◆ SOURCE DOCUMENT
★ ★ ★

The rationale and benefits of adopting dynamic observability can be summarized into the following:
Enhancing System Understanding
Dynamic observability empowers developers to observe system states and behaviors, providing them with detailed insights. By monitoring real-time metrics, logs and traces, developers can gain a holistic view of their systems, identify potential issues and make data-driven decisions.
Complementing Test-Driven Development
While test-driven development (TDD) focuses on writing tests to ensure code correctness, dynamic observability goes further to observe and analyze the behavior of the system as a whole. It recognizes that testing alone may not capture all possible scenarios and encourages developers to embrace observability for comprehensive system understanding.
Strengthening Behavior-Driven Development
While behavior-driven development (BDD) focuses on collaboration between stakeholders to define behavior expectations, dynamic observability takes it a step further by actively observing and detecting system behavior in runtime across environments (production, staging, CI/CD, QA), uncovering patterns and potential risks that might otherwise remain hidden.

★ ★ ★

◆ INSTRUCTIONS TO FOLLOW
Write out the passage above on dynamic observability word for word, in full.

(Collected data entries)
★ ★ ★

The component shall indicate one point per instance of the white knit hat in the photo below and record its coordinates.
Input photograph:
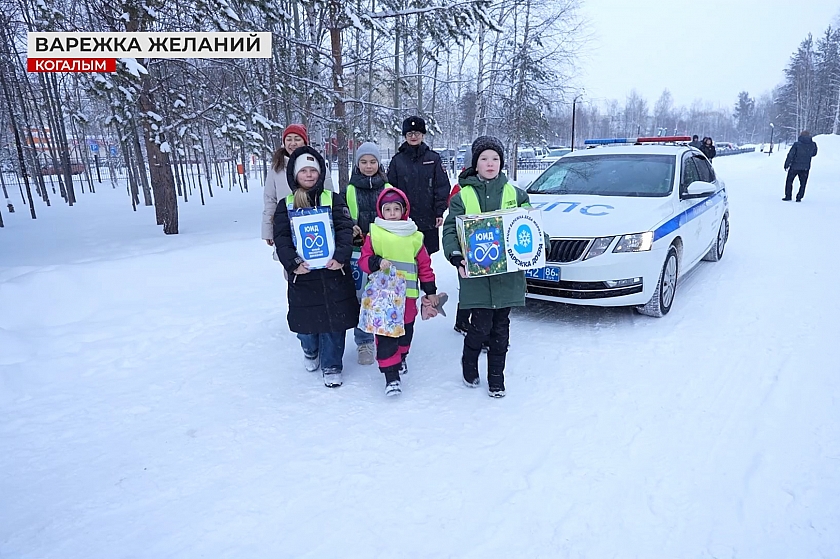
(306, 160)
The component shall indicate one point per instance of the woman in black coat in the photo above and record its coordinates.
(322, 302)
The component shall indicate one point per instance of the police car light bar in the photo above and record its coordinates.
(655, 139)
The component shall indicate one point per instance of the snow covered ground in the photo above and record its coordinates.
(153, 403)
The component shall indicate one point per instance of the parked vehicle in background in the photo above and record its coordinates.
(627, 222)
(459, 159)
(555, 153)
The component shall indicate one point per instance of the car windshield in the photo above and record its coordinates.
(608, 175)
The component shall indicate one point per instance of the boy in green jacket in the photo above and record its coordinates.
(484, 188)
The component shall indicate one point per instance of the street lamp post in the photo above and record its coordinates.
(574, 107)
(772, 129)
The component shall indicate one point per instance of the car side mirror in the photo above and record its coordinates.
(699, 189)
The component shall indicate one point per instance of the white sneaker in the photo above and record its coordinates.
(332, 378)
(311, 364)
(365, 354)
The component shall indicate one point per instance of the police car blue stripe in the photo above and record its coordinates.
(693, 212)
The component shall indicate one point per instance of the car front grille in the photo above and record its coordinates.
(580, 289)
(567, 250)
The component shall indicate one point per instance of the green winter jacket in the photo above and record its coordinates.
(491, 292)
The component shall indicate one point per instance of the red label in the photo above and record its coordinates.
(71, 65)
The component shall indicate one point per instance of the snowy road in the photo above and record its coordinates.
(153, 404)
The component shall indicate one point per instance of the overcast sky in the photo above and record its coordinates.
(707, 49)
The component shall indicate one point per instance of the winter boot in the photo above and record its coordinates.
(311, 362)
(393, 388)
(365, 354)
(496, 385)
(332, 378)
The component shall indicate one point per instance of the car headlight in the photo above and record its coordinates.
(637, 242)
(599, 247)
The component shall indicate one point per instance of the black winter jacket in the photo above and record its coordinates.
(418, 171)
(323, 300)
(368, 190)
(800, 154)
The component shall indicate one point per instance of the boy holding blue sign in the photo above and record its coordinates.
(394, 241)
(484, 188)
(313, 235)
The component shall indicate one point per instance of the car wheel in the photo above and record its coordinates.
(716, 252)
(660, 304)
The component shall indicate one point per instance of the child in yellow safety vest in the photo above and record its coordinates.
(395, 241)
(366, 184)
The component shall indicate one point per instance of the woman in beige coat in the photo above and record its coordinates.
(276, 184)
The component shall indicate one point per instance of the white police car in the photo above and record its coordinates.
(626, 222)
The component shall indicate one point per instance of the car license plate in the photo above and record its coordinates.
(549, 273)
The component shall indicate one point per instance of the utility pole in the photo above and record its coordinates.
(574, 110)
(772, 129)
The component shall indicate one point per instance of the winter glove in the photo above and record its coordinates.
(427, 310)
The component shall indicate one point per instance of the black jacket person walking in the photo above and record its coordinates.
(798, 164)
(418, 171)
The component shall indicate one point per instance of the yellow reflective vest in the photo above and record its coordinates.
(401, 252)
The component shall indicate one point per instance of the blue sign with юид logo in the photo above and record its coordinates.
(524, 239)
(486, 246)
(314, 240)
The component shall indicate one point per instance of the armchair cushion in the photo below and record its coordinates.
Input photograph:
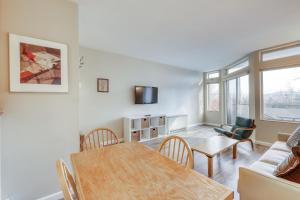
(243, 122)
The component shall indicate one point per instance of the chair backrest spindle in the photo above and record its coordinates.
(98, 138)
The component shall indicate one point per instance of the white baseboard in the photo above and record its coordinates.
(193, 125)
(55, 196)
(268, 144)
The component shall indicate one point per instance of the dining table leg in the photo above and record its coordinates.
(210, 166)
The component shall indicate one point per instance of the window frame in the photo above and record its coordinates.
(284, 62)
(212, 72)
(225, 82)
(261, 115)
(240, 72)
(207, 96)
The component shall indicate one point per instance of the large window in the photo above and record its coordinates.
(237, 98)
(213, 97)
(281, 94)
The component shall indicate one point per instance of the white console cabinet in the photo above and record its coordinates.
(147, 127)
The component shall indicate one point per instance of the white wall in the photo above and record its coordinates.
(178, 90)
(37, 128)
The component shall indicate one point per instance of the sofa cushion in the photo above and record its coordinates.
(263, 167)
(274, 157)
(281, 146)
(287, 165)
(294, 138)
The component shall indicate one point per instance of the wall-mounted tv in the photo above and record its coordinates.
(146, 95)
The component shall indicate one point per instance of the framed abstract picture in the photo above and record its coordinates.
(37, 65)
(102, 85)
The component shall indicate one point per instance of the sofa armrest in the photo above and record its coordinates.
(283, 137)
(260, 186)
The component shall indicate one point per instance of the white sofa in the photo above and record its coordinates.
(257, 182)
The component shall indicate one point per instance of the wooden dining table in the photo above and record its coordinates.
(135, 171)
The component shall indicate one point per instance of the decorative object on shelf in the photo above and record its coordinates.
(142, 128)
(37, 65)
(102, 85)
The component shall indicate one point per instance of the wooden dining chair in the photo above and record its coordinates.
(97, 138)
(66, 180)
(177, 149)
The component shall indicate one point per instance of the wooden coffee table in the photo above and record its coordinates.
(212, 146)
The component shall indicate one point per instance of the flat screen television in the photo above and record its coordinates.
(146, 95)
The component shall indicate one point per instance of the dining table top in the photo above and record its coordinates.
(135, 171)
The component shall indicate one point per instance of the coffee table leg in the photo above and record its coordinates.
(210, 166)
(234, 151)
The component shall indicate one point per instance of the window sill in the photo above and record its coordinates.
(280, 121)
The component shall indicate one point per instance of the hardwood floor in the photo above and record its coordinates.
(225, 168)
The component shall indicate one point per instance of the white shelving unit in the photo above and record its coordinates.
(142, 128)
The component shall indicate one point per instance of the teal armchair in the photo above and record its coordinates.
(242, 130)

★ ★ ★

◆ RESPONSE
The rationale and benefits of adopting dynamic observability can be summarized into the following:
Enhancing System Understanding
Dynamic observability empowers developers to observe system states and behaviors, providing them with detailed insights. By monitoring real-time metrics, logs and traces, developers can gain a holistic view of their systems, identify potential issues and make data-driven decisions.
Complementing Test-Driven Development
While test-driven development (TDD) focuses on writing tests to ensure code correctness, dynamic observability goes further to observe and analyze the behavior of the system as a whole. It recognizes that testing alone may not capture all possible scenarios and encourages developers to embrace observability for comprehensive system understanding.
Strengthening Behavior-Driven Development
While behavior-driven development (BDD) focuses on collaboration between stakeholders to define behavior expectations, dynamic observability takes it a step further by actively observing and detecting system behavior in runtime across environments (production, staging, CI/CD, QA), uncovering patterns and potential risks that might otherwise remain hidden.